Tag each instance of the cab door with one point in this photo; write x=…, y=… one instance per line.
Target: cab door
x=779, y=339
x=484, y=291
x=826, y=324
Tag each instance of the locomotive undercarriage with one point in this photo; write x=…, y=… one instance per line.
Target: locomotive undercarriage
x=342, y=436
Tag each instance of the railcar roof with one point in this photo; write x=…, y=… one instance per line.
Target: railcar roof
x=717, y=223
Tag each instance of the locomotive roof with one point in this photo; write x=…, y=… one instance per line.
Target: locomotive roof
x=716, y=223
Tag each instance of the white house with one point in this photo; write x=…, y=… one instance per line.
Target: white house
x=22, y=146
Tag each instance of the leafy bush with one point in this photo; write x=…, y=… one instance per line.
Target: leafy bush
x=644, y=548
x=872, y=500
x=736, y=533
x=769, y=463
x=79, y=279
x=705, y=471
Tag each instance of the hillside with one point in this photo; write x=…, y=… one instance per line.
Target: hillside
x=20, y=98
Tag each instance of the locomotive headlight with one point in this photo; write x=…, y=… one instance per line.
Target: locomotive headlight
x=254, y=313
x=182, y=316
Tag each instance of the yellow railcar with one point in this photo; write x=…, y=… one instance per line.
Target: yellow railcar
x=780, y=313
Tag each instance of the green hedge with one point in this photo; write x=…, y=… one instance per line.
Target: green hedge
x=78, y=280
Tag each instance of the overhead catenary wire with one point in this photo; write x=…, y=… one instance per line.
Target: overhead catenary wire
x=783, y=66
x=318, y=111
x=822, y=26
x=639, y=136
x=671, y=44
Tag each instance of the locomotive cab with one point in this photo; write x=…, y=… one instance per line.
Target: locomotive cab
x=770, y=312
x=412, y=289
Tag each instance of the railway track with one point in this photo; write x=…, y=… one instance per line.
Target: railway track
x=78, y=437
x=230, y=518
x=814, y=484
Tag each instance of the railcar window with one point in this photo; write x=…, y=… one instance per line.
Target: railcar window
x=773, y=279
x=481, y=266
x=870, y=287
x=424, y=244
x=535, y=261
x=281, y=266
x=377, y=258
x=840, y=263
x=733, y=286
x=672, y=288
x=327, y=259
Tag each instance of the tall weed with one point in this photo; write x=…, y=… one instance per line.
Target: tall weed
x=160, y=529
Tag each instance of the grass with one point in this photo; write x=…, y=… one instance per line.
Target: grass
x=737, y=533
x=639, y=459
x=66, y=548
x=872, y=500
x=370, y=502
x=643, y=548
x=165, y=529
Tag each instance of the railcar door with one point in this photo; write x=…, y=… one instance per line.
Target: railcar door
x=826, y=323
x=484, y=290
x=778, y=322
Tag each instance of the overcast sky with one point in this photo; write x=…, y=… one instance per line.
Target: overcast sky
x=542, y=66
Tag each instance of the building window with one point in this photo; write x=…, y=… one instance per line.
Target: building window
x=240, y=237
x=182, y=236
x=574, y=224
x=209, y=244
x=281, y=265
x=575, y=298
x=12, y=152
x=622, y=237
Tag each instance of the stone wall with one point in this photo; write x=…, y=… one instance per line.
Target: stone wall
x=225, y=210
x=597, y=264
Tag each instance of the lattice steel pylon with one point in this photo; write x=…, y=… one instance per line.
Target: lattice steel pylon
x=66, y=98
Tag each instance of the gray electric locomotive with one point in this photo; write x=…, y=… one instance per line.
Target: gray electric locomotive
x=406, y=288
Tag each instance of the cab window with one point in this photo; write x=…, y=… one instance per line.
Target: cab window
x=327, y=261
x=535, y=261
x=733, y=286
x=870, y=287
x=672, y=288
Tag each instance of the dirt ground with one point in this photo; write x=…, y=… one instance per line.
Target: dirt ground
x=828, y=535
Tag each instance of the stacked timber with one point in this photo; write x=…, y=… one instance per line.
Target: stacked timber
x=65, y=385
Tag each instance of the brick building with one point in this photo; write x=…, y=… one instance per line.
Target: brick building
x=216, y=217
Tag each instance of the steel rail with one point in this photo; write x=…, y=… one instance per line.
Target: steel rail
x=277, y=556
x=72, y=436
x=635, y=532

---

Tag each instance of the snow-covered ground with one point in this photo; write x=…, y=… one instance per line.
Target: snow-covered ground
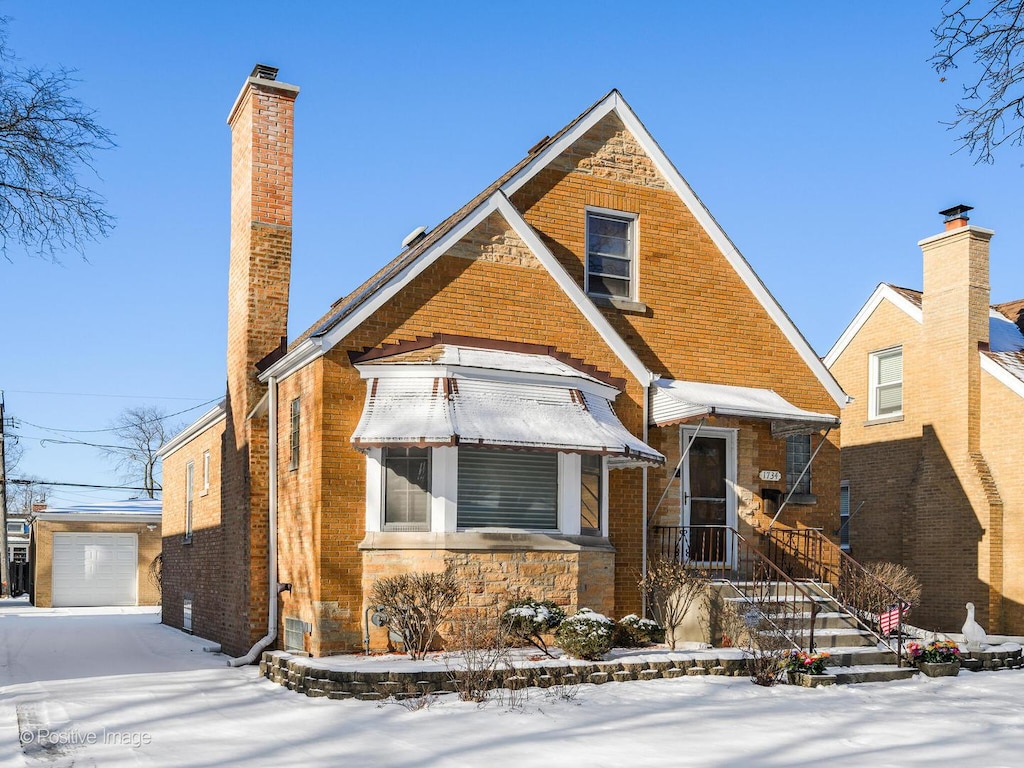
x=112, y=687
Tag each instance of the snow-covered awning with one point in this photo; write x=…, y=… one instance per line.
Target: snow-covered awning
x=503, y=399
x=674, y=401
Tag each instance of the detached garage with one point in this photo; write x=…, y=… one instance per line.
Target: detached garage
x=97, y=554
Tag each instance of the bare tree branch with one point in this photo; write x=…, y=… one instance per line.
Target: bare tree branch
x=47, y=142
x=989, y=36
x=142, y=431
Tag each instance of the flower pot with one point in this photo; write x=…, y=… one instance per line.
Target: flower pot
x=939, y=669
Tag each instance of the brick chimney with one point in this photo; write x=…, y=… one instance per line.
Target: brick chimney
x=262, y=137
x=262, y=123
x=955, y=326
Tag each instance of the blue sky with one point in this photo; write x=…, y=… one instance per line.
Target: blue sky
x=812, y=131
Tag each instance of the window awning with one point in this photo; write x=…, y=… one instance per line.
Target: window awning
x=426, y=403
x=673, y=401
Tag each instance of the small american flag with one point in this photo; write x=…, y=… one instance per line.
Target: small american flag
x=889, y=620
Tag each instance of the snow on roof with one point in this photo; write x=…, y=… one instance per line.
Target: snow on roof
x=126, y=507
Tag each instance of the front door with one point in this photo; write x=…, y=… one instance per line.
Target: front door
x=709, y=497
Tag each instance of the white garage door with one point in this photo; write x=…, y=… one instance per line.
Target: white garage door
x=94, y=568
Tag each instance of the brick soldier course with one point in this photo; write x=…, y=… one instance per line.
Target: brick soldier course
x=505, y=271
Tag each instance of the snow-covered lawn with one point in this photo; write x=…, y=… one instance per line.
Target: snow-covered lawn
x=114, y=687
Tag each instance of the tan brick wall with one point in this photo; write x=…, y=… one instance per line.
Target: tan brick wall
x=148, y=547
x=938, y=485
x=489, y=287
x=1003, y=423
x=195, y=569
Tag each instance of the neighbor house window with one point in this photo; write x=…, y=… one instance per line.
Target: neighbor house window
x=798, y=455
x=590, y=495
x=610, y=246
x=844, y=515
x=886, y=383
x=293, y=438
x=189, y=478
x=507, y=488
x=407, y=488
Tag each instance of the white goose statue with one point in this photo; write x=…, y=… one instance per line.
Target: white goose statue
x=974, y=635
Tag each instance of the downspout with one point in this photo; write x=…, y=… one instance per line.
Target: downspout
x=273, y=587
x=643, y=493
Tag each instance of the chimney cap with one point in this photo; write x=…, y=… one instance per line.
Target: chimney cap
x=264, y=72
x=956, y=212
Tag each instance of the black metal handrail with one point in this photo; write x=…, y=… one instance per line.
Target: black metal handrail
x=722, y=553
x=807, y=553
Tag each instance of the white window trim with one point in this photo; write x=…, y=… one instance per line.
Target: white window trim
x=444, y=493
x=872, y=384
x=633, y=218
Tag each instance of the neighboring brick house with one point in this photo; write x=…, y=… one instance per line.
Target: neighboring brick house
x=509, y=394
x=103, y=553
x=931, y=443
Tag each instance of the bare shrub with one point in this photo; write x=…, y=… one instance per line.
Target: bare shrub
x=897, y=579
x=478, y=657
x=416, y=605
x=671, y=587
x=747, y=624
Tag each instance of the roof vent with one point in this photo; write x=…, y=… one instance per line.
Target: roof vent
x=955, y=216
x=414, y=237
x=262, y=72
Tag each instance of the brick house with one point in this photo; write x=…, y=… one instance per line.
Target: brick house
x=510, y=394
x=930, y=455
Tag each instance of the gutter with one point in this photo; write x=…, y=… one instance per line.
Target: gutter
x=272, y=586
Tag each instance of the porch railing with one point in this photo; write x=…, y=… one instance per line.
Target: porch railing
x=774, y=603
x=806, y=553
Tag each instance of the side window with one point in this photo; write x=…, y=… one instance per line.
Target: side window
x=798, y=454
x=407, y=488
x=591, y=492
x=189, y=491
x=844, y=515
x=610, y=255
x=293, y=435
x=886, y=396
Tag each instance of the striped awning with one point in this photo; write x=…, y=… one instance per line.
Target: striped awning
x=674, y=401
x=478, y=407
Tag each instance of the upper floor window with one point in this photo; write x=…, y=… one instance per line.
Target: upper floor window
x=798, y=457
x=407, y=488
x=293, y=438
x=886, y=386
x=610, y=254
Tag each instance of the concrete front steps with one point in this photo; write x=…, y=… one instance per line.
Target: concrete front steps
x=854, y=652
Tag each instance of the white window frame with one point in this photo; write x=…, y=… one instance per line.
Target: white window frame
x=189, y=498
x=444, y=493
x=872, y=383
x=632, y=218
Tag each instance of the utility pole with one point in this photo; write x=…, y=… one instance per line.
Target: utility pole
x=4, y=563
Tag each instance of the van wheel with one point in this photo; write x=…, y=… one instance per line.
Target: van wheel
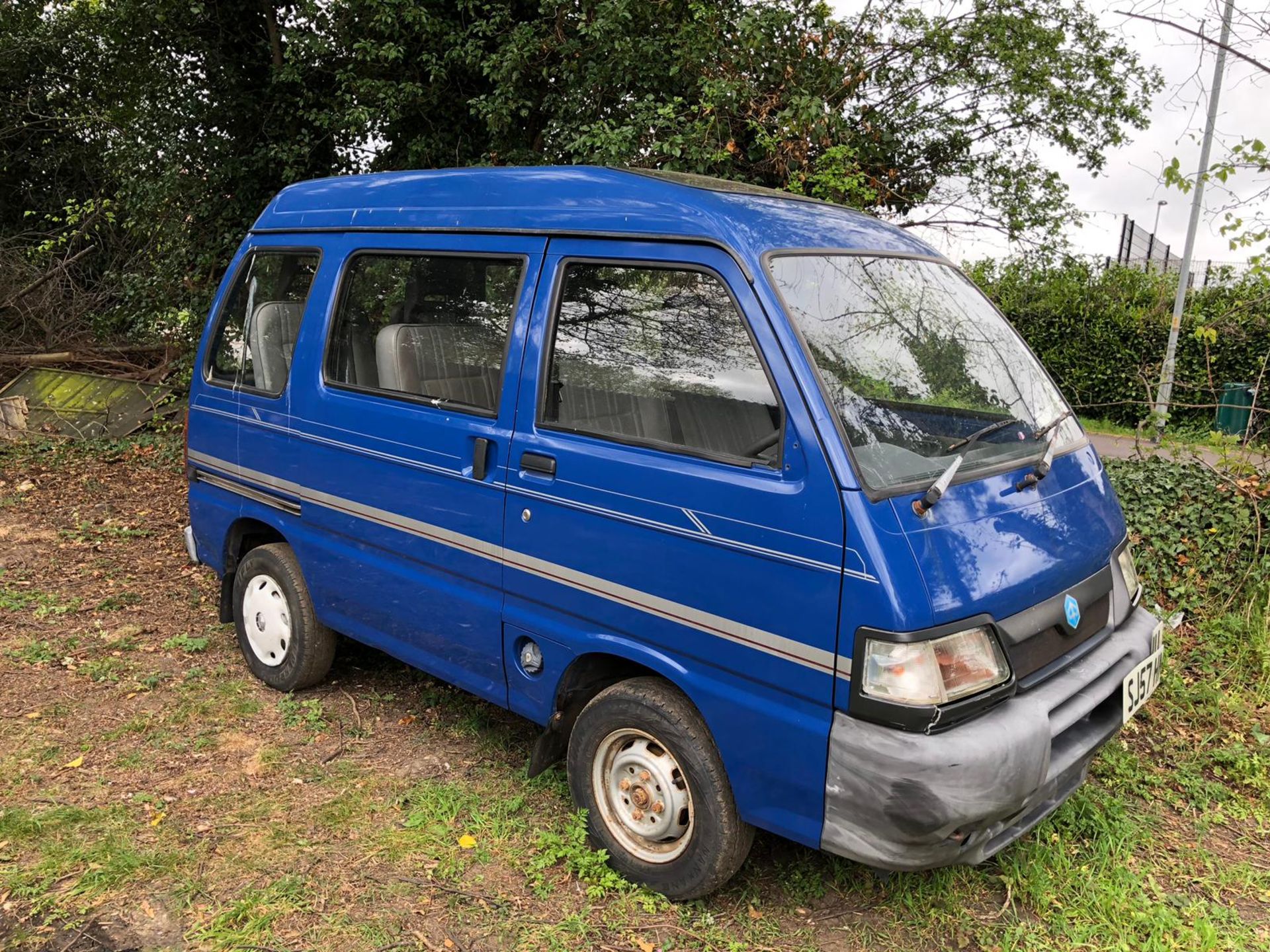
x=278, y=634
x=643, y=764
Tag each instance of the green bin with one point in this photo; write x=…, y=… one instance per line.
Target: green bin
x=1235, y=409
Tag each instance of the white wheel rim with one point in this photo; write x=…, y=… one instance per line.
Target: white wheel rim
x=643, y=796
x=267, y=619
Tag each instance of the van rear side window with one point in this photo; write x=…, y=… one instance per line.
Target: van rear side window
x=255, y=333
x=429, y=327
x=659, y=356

#### [Problem]
Write out again the part of the data above that opens with the line containing "Tag each instance of the front" and closes with the line containing "x=643, y=493", keeping every line, and raise each x and y coordinate by 114.

#### [The response]
Tag each instance of the front door with one point in this photo; write x=…, y=… one instance per line.
Target: front door
x=823, y=611
Tag each instance of the white garage door with one point in this photo; write x=…, y=… one instance per line.
Target: white garage door
x=208, y=682
Tag each instance of the brick soldier course with one point in this photo; write x=…, y=… one instance per line.
Target: brick soldier course
x=619, y=385
Tag each instance of the snow-covered lawn with one point in this photo; write x=…, y=… one instance per line.
Target: snow-covered lawn
x=228, y=801
Tag each instance of the tan brick wall with one point in this photo; write x=…, y=… one instance per line.
Target: tan brick wall
x=262, y=661
x=1052, y=599
x=603, y=401
x=1117, y=537
x=309, y=683
Tag each instance of the neighbor house window with one point in this photo; write x=…, y=… one instance per line.
Target: neighbor house window
x=912, y=569
x=704, y=609
x=724, y=360
x=958, y=629
x=1000, y=497
x=407, y=552
x=303, y=592
x=621, y=602
x=521, y=602
Tag each instance of the white goose statue with one point in this photo; write x=…, y=… one instance per line.
Target: white goose statue
x=1088, y=749
Tag each instance of the downspout with one point in this photo; write x=…, y=… one instance per line.
Target: downspout
x=387, y=701
x=757, y=607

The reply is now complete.